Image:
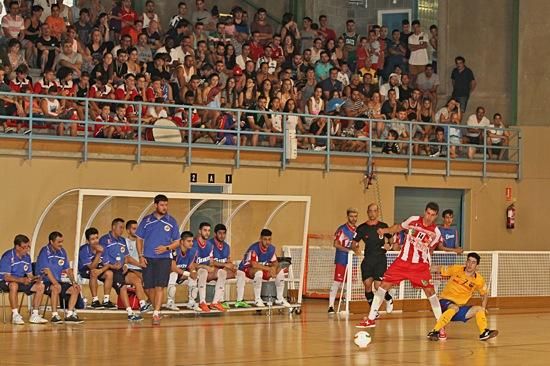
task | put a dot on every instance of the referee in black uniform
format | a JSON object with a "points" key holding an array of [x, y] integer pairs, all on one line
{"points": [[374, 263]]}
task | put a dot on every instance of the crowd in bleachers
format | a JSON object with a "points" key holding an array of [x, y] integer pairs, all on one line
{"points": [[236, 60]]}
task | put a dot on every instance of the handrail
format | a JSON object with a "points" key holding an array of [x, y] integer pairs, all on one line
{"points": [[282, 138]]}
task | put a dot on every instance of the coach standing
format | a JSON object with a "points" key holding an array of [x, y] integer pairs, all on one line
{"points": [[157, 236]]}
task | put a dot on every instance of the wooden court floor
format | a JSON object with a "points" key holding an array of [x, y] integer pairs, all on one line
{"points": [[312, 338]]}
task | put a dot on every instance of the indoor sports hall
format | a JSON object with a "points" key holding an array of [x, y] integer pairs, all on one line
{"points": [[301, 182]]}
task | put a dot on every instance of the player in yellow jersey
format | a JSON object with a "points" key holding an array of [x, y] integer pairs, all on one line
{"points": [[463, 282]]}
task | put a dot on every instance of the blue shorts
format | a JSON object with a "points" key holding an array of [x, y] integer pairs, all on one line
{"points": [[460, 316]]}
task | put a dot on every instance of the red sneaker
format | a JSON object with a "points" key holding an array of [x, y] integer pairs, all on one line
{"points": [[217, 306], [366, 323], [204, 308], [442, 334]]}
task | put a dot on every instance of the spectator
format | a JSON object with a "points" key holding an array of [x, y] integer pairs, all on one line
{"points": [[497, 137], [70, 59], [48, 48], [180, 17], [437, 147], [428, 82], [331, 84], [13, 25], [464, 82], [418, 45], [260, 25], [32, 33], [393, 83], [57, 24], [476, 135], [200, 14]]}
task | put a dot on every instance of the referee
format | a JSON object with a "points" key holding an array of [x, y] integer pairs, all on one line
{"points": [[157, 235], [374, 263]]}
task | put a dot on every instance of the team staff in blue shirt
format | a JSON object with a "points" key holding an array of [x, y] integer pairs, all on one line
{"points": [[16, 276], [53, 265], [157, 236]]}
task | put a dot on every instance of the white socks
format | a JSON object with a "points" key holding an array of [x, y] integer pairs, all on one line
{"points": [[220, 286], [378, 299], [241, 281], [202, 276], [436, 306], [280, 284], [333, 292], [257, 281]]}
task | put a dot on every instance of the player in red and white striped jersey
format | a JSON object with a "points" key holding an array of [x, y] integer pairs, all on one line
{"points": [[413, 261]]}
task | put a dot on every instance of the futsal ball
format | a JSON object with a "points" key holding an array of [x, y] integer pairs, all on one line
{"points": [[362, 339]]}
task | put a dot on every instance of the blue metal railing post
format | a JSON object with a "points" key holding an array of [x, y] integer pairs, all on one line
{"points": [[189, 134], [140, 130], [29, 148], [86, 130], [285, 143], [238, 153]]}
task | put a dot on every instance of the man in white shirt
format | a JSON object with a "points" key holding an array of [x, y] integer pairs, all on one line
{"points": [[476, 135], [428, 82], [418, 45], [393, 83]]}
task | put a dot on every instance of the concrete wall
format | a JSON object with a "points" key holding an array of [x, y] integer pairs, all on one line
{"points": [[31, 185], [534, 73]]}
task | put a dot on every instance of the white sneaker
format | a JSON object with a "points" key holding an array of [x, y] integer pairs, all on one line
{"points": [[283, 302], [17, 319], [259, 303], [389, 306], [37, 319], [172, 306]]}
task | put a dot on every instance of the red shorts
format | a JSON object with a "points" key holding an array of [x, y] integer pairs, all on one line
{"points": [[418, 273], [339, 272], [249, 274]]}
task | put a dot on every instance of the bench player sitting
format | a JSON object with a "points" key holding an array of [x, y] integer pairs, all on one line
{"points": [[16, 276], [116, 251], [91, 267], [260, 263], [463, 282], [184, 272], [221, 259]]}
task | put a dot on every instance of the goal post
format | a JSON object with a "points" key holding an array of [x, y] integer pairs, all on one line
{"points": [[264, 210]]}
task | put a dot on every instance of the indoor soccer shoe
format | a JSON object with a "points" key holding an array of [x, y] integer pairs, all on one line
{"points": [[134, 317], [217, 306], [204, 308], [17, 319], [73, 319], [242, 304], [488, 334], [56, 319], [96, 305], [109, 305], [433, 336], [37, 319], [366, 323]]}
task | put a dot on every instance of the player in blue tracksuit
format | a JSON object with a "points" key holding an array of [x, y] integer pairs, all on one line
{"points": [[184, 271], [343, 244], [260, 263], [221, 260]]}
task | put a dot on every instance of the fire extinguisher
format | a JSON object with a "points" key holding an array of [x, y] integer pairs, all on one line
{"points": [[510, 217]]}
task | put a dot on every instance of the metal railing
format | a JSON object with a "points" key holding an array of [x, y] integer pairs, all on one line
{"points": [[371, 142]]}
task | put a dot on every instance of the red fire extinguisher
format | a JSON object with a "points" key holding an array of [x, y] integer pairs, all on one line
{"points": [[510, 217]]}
----
> Brief: Repeat the entries exactly. Pictures are excluded from the copy.

> Exercise output:
Image:
task | put a dot on every instance of the referee in black uniform
format | a JSON object with a "points" key holding an array of [x, y] integer pairs, all on one line
{"points": [[374, 263]]}
task | put a dot on every instance of the crowd in bleachers
format | a JSON object with a "points" key holding an array of [x, y] integer pairs, all on one line
{"points": [[236, 60]]}
task | put a dot on every instance of the handrail
format | a JSON object with a "points" key holding an array of [x, y] integer pairs, all on one line
{"points": [[282, 138]]}
task | put a dot on every instance of the coach standing
format | a JSON object with a "points" key holding an array of [x, y] integer pairs, all on one line
{"points": [[157, 236]]}
task | put a dot on every instance of the wooden court floor
format | a JSON object with a "points" key holding an array of [x, y] integer pairs, all on one line
{"points": [[312, 338]]}
task | put a dot on every instance of the indoor sports hall
format | a JSON object with a "points" key holding an array of [x, y] integer pairs, all on one line
{"points": [[301, 182]]}
task | put a dot on every instance of the player in yellow jersey
format | a JSON object with a "points" key holding an array of [x, y] integer pairs, all on one line
{"points": [[463, 282]]}
task | put a dot on every instance of the blue shorts
format | a JSON object with a "points" key holding an array of [x, y] integer pairs, all on one line
{"points": [[460, 316]]}
task | put a dot on every instance of the red sneaker
format | a JSON object with a "points" key holding an array of [x, y] integer pairs, all on one line
{"points": [[217, 306], [366, 323], [204, 308], [442, 334]]}
task | put a dot on every instance of the spectator
format | a JSON object with a "points" key holding an array of [x, y] integer pairs, all on one line
{"points": [[497, 137], [70, 59], [48, 48], [180, 17], [437, 147], [428, 82], [331, 84], [13, 25], [464, 82], [418, 45], [260, 25], [32, 33], [393, 83], [57, 24], [476, 135], [200, 14]]}
task | put a dot on every instance of the referee
format | a JSON object with a "points" key holding an array of [x, y] integer pairs, all on one line
{"points": [[157, 235], [374, 263]]}
task | put a dot on every instance of the team staff in blue shirt
format | a JSON object with a "points" key holding an array of [x, y] integer pairs, all on one line
{"points": [[16, 276], [53, 265], [157, 236]]}
task | put a dot on every instance of the white socks
format | a JSON object with a "points" key holding an array of [x, y] integer pairs, all on one line
{"points": [[220, 286], [378, 299], [241, 281], [202, 276], [436, 306], [280, 284], [333, 292], [257, 281]]}
task | put a dot on every instance of the player in red and white striped jersey
format | a JSON object with a "points" key holding an array of [x, y] integer pairs, all on one line
{"points": [[413, 261]]}
task | put a dot on every instance of the futsal ball
format | a JSON object with a "points" key holding an array of [x, y] integer pairs, all on one line
{"points": [[362, 339]]}
task | put a dot on every instance of the blue metal railing post
format | a JSON object with a "points" key holding an array of [x, y] integer pairs, all on one line
{"points": [[189, 134], [140, 130], [29, 148], [86, 130], [285, 143], [238, 153]]}
task | put a dot on every instance of the man in white shirt
format | a JSON object with a "points" key holding an array of [x, y] integer pairs, all on one line
{"points": [[476, 135], [428, 82], [418, 45], [393, 83]]}
task | put a dot on every instance of the concrete wall
format | a JSON object with a "points" key holding an array of [x, y] integer pairs, all on one line
{"points": [[31, 185], [534, 73]]}
task | put a dot on every instance of the white sneaker
format | a JSON object with a "points" key holding an array of [x, y] integer pairs, all on one line
{"points": [[283, 302], [17, 319], [259, 303], [389, 306], [37, 319], [172, 306]]}
task | put a dot on every instance of the red shorts
format | a JSON object with a "points" key holding an array of [x, y] integer pairs, all on one line
{"points": [[418, 273], [339, 272], [249, 274]]}
task | put a dot on every instance of the bench player sitting
format | a JSON object with a "points" key holding an array of [x, y] integer pairs, all on one line
{"points": [[16, 276], [116, 251], [91, 267], [260, 263], [463, 282], [184, 272], [221, 259]]}
task | put a dot on every instance of the goal post
format | a JSON object with a "points" key holding an array of [x, y] integer pairs, all on one line
{"points": [[264, 210]]}
task | put a dot on every instance of the indoor soccer shoe
format | a JSON object with a "points" key holding an array of [x, y] integer pairs, all on one line
{"points": [[134, 317], [217, 306], [204, 308], [17, 319], [73, 319], [242, 304], [488, 334], [56, 319], [96, 305], [109, 305], [433, 336], [37, 319], [366, 323]]}
task | put a dot on every instance of the player in blue tracksuit
format | a JSON object with a "points" key holding an array of [x, y] integer pairs, all on one line
{"points": [[184, 271], [343, 244], [260, 263], [221, 260]]}
task | put a dot on every instance of the fire extinguisher
format | a JSON object with a "points" key holding an array of [x, y] integer pairs, all on one line
{"points": [[510, 217]]}
task | put a dot on every instance of the metal railing
format | a JSON object with a "points" key holding an array of [x, y] integer pairs, all on one line
{"points": [[371, 142]]}
task | put a dot on every instance of the red fire extinguisher
format | a JSON object with a "points" key holding an array of [x, y] integer pairs, all on one line
{"points": [[510, 217]]}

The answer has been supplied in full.